## TASK PROMPT
How many lines in the records below contain the string "figure"? Case counts, and the reply should be the number alone.

## RECORDED INFORMATION
-----

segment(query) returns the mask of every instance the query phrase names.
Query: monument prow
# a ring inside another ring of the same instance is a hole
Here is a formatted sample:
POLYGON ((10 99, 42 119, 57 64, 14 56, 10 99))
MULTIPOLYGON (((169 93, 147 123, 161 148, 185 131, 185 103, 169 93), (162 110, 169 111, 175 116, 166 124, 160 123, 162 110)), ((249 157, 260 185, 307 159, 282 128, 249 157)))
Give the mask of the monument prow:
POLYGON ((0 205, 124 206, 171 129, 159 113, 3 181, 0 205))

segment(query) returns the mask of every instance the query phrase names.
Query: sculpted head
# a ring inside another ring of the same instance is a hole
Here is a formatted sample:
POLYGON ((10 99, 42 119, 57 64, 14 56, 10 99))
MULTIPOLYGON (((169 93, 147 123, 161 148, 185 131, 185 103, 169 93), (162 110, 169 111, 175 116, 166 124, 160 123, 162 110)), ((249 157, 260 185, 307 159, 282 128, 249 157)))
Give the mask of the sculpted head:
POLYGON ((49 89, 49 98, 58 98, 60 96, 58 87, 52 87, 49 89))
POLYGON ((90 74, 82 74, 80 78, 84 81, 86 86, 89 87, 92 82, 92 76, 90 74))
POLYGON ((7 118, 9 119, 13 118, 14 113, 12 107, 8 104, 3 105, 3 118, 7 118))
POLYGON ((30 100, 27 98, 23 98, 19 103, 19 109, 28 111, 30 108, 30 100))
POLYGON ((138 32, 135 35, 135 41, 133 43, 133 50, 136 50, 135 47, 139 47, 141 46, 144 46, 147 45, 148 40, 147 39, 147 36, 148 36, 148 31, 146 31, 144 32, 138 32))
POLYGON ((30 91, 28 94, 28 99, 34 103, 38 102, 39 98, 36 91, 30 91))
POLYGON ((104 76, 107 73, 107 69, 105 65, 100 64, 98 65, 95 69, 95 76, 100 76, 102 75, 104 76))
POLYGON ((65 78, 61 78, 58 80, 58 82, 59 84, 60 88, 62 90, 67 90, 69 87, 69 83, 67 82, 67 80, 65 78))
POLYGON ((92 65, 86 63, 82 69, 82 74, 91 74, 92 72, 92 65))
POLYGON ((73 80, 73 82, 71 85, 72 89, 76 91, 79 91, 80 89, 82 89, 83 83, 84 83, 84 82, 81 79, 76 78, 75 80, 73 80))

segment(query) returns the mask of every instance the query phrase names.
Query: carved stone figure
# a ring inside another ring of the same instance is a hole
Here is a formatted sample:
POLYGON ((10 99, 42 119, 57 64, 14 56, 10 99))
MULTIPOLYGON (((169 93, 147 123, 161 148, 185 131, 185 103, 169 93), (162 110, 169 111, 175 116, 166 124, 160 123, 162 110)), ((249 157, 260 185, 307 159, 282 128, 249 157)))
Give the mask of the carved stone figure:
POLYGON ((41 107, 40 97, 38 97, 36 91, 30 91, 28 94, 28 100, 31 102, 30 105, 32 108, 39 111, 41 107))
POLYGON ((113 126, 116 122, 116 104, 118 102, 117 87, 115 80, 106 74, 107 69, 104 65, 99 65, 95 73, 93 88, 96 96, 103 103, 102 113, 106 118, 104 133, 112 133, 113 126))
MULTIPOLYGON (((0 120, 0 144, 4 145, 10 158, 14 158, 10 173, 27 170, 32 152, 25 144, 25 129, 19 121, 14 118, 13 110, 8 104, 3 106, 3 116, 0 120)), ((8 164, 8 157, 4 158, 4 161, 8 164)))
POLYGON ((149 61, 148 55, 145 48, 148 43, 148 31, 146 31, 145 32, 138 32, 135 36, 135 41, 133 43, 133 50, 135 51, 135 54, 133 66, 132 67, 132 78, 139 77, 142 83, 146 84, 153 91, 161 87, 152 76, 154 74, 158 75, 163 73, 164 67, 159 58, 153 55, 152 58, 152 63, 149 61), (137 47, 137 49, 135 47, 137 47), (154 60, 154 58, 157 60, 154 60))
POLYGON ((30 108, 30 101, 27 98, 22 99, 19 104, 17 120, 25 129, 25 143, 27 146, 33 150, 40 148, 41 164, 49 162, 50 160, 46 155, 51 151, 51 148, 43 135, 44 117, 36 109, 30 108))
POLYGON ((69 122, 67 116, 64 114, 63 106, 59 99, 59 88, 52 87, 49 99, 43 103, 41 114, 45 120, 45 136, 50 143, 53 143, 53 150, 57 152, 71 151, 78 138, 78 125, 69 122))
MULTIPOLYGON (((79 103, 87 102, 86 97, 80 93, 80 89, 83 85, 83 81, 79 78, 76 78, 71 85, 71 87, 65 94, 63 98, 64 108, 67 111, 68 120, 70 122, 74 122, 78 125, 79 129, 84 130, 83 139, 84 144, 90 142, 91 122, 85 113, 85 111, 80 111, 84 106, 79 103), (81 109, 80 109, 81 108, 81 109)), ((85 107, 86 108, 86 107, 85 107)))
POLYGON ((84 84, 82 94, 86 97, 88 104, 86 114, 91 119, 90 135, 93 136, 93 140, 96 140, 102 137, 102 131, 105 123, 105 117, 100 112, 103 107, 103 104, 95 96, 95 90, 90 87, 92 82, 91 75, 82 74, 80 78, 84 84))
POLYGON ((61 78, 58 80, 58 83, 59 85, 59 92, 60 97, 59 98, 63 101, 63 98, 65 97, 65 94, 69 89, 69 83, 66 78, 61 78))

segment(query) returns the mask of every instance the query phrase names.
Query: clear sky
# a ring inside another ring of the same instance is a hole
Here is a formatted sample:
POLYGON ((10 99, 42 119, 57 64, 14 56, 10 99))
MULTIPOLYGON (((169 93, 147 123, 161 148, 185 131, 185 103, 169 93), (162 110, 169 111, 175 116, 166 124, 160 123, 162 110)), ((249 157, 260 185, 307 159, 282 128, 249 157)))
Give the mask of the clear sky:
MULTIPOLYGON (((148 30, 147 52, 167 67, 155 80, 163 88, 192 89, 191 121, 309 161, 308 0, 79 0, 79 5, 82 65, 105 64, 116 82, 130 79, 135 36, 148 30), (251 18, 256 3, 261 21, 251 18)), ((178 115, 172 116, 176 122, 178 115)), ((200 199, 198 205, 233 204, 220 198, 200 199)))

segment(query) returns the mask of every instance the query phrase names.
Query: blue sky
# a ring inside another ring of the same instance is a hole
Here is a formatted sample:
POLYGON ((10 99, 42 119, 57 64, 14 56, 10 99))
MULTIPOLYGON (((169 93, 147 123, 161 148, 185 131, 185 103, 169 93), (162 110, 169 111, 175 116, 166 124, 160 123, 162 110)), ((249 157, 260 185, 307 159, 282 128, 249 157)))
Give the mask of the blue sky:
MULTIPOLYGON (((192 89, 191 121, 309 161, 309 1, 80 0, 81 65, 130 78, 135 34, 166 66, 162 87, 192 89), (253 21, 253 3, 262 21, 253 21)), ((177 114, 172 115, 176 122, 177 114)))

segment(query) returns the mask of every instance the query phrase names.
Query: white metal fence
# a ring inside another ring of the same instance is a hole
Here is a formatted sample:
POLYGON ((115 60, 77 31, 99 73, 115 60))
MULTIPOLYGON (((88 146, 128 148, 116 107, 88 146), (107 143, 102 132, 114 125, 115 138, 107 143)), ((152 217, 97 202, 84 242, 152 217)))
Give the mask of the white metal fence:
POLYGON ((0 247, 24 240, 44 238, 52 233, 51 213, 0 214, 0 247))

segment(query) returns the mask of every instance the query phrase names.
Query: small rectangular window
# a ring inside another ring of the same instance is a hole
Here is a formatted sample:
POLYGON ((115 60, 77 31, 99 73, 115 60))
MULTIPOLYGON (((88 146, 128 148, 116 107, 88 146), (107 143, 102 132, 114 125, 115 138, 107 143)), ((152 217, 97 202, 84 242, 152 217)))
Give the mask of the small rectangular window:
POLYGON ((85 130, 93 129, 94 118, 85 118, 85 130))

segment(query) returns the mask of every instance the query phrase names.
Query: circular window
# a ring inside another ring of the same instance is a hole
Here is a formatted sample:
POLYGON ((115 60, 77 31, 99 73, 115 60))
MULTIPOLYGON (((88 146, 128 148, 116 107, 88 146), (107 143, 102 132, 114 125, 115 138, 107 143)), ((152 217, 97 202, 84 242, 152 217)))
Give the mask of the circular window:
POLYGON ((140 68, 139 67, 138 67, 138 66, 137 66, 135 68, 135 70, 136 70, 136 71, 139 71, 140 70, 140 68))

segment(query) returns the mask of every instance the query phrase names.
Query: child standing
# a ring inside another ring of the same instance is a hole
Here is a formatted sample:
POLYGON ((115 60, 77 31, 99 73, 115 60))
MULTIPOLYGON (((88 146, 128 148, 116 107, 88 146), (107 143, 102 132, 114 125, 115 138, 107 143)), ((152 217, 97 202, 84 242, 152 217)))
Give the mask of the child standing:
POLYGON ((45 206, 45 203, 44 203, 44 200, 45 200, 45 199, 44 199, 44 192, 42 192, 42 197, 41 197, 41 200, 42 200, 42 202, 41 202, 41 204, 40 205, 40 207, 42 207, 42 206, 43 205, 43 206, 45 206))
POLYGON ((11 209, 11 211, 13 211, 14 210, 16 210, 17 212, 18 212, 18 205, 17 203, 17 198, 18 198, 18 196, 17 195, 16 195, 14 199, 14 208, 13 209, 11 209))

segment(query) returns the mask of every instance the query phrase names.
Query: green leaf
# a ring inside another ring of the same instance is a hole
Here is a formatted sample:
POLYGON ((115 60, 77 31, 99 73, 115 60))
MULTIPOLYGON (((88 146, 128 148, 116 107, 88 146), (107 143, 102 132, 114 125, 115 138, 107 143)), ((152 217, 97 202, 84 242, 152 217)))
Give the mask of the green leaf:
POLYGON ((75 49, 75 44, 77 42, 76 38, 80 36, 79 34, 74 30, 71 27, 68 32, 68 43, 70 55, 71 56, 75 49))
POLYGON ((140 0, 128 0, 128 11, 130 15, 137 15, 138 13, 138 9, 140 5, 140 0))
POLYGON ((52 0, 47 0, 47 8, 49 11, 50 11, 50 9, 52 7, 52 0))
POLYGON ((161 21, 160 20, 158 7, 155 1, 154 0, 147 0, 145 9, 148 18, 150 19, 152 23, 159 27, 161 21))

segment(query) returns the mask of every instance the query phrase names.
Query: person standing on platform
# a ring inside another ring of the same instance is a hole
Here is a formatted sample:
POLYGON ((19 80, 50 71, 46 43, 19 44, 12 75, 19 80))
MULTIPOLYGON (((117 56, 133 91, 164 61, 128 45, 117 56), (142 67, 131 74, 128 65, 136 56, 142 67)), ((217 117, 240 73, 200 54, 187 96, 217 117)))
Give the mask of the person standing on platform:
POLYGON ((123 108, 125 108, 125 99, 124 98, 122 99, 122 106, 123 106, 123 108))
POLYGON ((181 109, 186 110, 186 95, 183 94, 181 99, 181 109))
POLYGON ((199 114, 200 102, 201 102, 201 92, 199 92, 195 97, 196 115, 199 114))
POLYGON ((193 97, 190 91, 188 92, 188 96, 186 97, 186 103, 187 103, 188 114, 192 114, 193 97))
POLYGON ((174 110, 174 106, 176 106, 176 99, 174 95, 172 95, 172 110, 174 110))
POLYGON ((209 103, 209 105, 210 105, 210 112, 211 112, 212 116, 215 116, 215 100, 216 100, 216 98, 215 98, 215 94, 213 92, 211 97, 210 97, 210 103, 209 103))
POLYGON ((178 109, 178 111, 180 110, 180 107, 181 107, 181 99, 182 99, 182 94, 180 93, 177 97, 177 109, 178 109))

-----

## WRITTEN RESPONSE
2